### Data to examine:
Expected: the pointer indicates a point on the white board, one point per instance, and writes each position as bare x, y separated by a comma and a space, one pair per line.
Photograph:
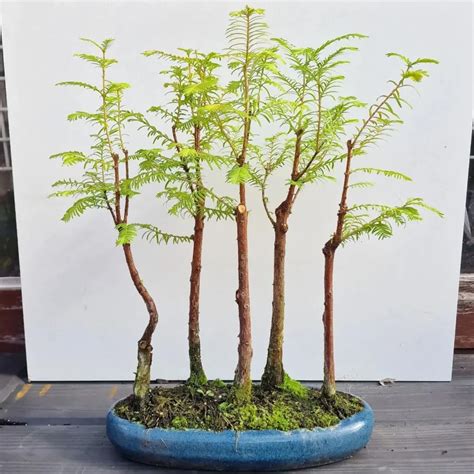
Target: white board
395, 300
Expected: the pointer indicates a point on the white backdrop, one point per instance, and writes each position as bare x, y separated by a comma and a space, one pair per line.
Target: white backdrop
395, 300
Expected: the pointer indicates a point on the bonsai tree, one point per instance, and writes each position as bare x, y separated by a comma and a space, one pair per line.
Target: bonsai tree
107, 183
242, 106
187, 154
206, 126
356, 221
313, 119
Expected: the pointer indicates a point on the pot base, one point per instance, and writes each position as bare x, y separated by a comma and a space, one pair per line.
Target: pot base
266, 450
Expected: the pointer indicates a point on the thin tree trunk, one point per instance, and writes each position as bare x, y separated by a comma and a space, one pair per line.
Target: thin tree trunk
242, 380
329, 251
329, 384
274, 373
197, 374
145, 349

### What the task requires:
Say how many lines in the entries above contain the string "position". Give the number by itself.

### Solution to this exercise:
5